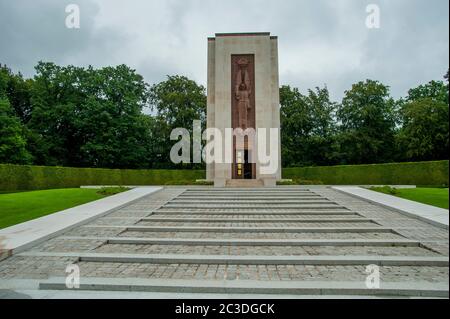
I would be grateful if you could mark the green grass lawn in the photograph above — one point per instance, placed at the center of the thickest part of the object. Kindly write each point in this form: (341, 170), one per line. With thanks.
(431, 196)
(16, 208)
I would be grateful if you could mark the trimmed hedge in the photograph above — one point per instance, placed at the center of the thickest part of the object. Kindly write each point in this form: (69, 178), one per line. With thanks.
(18, 177)
(417, 173)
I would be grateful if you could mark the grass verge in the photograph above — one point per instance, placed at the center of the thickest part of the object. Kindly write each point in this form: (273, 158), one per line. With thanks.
(20, 207)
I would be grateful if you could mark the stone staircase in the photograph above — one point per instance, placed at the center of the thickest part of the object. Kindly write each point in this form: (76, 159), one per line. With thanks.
(244, 183)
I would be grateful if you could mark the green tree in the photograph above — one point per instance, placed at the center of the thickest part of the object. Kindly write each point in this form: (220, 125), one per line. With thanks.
(367, 124)
(425, 131)
(88, 117)
(178, 101)
(307, 127)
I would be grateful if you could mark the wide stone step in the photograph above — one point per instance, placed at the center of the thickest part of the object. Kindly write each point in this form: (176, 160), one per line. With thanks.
(286, 250)
(242, 196)
(295, 288)
(431, 261)
(252, 211)
(256, 216)
(242, 206)
(246, 229)
(248, 235)
(278, 223)
(259, 242)
(250, 202)
(261, 219)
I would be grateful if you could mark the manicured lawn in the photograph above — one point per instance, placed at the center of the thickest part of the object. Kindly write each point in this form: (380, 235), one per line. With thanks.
(431, 196)
(16, 208)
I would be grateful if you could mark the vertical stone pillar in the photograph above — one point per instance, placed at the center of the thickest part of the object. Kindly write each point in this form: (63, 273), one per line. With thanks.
(261, 50)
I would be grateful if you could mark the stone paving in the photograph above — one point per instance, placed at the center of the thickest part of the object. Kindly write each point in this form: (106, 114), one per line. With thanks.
(225, 208)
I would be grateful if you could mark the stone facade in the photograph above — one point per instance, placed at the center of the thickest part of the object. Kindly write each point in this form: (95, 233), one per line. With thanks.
(243, 75)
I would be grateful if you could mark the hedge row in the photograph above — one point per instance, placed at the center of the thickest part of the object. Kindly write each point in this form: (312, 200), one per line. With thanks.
(417, 173)
(18, 177)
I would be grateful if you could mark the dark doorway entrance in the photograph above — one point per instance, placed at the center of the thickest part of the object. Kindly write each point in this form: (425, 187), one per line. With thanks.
(242, 168)
(243, 112)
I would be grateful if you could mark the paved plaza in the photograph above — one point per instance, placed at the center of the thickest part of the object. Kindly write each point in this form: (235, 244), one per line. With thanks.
(259, 242)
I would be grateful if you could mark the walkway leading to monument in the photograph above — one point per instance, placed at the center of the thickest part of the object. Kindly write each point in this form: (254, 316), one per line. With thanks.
(204, 242)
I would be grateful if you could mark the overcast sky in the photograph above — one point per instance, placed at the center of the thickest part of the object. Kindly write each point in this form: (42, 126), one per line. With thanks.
(320, 42)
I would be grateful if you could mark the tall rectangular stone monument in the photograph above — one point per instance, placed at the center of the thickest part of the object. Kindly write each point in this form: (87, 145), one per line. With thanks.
(243, 92)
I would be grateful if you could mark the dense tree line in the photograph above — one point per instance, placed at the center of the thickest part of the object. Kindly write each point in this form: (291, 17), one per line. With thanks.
(86, 117)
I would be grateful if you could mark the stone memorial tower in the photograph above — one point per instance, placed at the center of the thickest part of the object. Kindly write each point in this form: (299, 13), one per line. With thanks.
(243, 93)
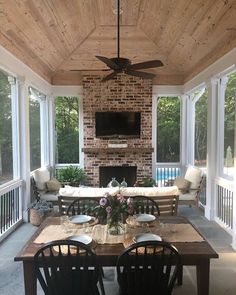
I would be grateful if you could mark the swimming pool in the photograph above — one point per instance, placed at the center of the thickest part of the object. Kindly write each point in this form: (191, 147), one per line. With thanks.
(167, 173)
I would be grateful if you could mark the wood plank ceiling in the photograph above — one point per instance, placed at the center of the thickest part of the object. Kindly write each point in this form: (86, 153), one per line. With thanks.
(54, 37)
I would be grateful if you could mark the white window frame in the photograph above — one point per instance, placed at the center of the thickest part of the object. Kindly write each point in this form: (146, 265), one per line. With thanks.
(44, 124)
(168, 91)
(81, 134)
(222, 84)
(15, 128)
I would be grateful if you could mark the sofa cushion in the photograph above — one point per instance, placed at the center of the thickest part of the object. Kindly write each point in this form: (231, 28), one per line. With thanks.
(50, 197)
(182, 184)
(194, 175)
(191, 196)
(53, 185)
(148, 191)
(88, 191)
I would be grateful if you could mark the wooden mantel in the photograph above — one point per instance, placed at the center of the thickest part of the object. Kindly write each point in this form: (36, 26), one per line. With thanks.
(96, 150)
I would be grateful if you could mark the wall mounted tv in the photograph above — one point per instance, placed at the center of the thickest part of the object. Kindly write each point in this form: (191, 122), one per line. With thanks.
(118, 124)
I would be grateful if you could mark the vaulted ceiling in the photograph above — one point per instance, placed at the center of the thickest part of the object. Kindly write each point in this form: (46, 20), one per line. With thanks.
(56, 37)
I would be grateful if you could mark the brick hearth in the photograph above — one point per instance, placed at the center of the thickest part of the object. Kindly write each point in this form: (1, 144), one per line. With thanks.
(124, 93)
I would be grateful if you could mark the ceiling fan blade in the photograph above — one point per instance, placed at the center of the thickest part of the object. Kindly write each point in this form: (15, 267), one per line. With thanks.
(109, 77)
(143, 75)
(111, 64)
(146, 65)
(92, 70)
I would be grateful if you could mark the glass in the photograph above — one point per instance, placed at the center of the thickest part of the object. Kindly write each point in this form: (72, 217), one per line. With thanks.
(6, 152)
(201, 130)
(115, 226)
(229, 126)
(35, 131)
(168, 129)
(67, 130)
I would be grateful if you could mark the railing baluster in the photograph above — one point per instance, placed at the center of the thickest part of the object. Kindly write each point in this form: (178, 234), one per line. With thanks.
(9, 208)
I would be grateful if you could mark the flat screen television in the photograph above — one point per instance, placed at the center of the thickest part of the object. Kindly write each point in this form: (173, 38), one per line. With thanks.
(117, 124)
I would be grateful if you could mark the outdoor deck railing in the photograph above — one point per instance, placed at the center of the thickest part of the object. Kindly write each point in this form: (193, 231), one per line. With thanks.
(224, 203)
(167, 171)
(10, 206)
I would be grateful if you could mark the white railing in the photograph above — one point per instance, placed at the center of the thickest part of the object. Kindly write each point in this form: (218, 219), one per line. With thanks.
(224, 203)
(10, 207)
(167, 171)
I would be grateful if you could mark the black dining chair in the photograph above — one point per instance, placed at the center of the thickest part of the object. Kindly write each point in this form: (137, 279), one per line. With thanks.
(68, 267)
(144, 204)
(82, 205)
(149, 267)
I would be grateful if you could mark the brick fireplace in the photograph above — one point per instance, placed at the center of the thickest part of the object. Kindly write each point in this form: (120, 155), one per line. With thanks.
(124, 93)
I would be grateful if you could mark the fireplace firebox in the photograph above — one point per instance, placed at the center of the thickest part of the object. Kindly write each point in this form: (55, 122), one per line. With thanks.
(119, 172)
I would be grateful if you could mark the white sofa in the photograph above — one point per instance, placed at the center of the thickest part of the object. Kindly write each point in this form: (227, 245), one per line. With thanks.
(70, 191)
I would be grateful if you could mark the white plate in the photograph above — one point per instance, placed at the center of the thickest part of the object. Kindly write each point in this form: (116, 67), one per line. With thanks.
(81, 238)
(145, 217)
(79, 219)
(146, 237)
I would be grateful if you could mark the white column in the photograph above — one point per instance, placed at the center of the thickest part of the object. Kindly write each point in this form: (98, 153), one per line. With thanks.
(154, 136)
(190, 132)
(24, 143)
(15, 127)
(210, 209)
(43, 131)
(184, 133)
(234, 191)
(51, 131)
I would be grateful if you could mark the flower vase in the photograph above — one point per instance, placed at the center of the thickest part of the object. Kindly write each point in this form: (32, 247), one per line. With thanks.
(115, 225)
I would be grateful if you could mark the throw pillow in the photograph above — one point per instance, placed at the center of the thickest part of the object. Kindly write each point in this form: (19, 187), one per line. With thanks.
(182, 184)
(53, 185)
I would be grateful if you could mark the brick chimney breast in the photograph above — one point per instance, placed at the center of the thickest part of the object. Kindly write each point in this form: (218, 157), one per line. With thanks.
(123, 93)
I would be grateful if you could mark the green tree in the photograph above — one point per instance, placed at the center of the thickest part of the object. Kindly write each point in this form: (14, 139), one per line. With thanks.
(168, 129)
(201, 130)
(35, 137)
(230, 109)
(6, 167)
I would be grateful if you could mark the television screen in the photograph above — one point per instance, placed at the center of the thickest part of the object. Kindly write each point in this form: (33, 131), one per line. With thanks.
(117, 124)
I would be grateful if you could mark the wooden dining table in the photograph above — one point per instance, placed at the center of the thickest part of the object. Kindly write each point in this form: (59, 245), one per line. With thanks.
(196, 253)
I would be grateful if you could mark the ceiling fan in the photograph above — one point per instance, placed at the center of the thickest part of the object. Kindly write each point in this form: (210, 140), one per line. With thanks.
(124, 65)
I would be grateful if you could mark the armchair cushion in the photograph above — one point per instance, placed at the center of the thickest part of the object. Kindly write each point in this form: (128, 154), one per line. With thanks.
(53, 185)
(194, 175)
(182, 184)
(41, 176)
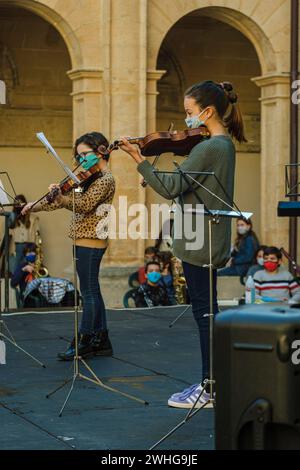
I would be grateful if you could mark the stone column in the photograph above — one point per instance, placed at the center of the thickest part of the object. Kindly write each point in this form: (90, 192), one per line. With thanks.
(275, 104)
(153, 76)
(128, 103)
(87, 100)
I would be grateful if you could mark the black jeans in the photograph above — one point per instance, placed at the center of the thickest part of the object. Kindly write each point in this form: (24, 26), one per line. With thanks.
(197, 279)
(88, 266)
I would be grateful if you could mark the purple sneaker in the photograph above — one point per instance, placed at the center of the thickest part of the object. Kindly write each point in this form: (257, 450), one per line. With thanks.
(188, 397)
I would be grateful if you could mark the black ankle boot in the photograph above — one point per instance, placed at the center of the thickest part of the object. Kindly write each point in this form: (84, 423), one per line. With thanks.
(69, 354)
(101, 344)
(85, 346)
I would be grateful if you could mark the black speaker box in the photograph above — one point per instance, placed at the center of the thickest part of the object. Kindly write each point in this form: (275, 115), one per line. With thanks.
(257, 372)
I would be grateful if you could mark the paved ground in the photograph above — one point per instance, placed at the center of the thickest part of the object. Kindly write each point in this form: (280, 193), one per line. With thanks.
(150, 361)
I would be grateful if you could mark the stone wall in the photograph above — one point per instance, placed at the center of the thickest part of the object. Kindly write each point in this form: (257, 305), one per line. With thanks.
(105, 54)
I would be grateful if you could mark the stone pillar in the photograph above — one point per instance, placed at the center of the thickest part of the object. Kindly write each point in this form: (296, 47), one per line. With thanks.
(87, 100)
(128, 59)
(275, 104)
(153, 76)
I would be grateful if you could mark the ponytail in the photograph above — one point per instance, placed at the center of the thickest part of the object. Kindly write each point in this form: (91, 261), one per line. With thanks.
(223, 97)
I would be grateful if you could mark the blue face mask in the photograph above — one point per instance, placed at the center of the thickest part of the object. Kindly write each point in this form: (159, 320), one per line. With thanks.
(194, 122)
(88, 161)
(154, 277)
(30, 258)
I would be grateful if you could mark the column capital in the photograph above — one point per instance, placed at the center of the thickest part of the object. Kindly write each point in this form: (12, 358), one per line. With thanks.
(155, 74)
(86, 81)
(273, 86)
(77, 74)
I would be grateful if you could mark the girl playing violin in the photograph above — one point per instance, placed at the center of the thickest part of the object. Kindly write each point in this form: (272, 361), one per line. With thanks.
(90, 233)
(215, 106)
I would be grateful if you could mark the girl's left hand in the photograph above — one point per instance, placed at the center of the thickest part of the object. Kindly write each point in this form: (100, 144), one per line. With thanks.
(131, 149)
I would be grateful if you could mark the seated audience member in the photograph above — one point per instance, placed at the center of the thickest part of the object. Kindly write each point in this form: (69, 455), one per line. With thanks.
(164, 241)
(35, 291)
(151, 293)
(258, 264)
(273, 282)
(150, 255)
(246, 244)
(167, 277)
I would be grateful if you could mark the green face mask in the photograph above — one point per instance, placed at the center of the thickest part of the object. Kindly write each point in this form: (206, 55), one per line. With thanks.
(88, 161)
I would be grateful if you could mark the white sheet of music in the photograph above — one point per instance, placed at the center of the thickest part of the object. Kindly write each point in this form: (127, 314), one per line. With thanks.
(2, 352)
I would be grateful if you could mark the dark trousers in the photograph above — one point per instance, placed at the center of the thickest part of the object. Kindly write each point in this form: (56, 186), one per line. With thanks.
(88, 266)
(197, 279)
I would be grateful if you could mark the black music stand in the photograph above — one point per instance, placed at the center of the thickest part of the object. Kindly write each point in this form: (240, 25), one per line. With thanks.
(214, 218)
(6, 214)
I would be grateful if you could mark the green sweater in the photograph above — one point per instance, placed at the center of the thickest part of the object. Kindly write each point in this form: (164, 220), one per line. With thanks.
(216, 154)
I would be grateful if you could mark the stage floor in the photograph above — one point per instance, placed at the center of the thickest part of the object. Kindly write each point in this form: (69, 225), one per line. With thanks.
(151, 361)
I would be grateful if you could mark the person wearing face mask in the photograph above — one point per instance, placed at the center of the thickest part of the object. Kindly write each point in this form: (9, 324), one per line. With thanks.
(214, 105)
(258, 264)
(245, 246)
(152, 293)
(274, 282)
(150, 254)
(91, 240)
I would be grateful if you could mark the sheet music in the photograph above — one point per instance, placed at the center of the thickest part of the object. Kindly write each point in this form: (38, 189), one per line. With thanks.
(234, 214)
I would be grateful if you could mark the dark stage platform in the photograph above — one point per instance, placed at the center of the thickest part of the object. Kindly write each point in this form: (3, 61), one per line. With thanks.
(151, 361)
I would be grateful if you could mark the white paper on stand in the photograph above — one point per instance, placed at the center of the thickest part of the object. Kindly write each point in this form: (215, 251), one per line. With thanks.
(2, 352)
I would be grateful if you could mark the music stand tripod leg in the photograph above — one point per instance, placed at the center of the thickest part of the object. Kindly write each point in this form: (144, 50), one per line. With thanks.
(21, 349)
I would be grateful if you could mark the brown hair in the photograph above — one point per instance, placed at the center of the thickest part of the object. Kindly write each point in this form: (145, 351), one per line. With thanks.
(223, 97)
(21, 219)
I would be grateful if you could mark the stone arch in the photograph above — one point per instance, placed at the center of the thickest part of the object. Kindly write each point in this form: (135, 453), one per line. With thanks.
(57, 21)
(238, 20)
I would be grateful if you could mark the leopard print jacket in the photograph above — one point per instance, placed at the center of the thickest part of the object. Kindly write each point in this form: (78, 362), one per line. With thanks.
(92, 208)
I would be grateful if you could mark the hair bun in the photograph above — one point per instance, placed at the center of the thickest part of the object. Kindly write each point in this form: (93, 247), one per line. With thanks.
(228, 88)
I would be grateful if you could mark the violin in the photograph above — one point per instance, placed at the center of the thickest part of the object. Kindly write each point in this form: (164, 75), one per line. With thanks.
(177, 142)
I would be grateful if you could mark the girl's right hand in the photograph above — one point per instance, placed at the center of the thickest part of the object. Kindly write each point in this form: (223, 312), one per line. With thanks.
(26, 208)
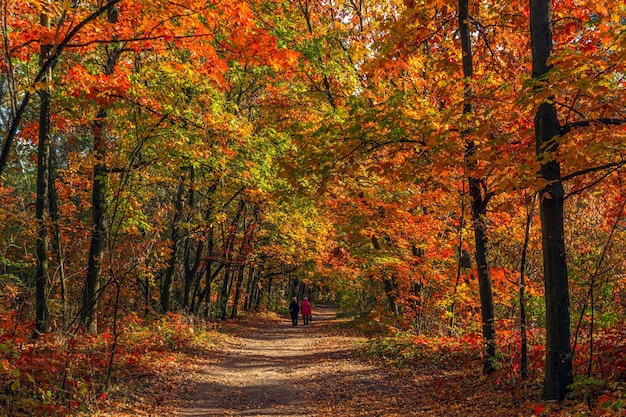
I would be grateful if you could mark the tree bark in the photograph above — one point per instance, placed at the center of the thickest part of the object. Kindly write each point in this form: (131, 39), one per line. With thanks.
(98, 228)
(42, 203)
(168, 281)
(558, 374)
(479, 204)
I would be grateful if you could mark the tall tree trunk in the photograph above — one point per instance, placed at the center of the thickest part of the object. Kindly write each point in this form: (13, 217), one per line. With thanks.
(479, 204)
(238, 288)
(98, 209)
(229, 245)
(98, 228)
(42, 204)
(54, 216)
(168, 280)
(558, 374)
(522, 290)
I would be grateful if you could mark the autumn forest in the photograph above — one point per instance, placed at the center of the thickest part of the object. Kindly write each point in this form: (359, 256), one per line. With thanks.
(450, 173)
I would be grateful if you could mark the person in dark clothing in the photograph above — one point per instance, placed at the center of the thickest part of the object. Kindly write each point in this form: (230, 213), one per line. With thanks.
(305, 307)
(294, 309)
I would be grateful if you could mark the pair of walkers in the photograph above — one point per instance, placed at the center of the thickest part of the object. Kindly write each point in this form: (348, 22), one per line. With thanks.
(304, 307)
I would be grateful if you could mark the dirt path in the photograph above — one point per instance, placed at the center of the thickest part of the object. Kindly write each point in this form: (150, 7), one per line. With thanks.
(267, 370)
(274, 369)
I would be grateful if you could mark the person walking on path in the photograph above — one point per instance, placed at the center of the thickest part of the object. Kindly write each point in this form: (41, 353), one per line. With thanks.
(293, 310)
(305, 308)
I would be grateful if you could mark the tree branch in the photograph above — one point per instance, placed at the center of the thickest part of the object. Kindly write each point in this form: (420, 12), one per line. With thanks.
(49, 64)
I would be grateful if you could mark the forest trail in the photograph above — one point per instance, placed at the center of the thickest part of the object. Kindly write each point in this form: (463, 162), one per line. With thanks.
(270, 368)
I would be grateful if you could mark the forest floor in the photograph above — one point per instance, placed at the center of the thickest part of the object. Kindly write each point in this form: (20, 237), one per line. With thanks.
(269, 368)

-------

Problem details: Everything from the line that contains "I would be grateful if you could mark the autumn" through the end of the records must be duplicated exactly, and nothing outside that range.

Reply to the exercise:
I would be grateful if you could mark the autumn forest in the photograph above — one point per instance, placed at the center of the thickest part of the object. Kindly write each point in this form: (359, 256), one per line. With thanks.
(450, 173)
I would be grateful if you could mark the person in dark clothing in the photograph above — one point per instance, placed at the center of the thickest part of the object. Kindly write each point in this form: (230, 213), one per line. With thanks.
(305, 307)
(294, 309)
I would be grateful if you could mark the pair of walkers in the photograph above — one point per instance, placed at the center of the thickest part of the object. Kindly write each point in this form: (348, 22), one per line. With thanks.
(304, 307)
I would be grateful if you could mark the dirt path in the photograph above — one point per instance, placed at the center of the thickest part of the object. Kindly write each point in this form: (150, 7), one per line. With thanks.
(267, 370)
(274, 369)
I would be grateful if you could mark the person walking on path in the photograph above — one point per instance, placed at the center of the thickest part of the object. Kindly write each point in this form: (41, 353), one per line. With thanks.
(293, 310)
(305, 308)
I would be grateful if you could mark the tree branch in the photograph above — one point per instance, placed at the center of the thickest part of the object. Kindly write each point in this form: (420, 12), one per line. With thanks.
(49, 64)
I would be grateful if you could mark the forest trail in the photograph above — one point per instance, placed at the center of the thickest part of the object. Kindly write each point in this form: (463, 162), one per line. With thanks.
(270, 368)
I would be grateful if you could mark the forest floor in the photograph above — one point per instance, placed at the center of the thickest part of the object. Kindly write each point in this form: (20, 237), one per line. With thanks.
(269, 368)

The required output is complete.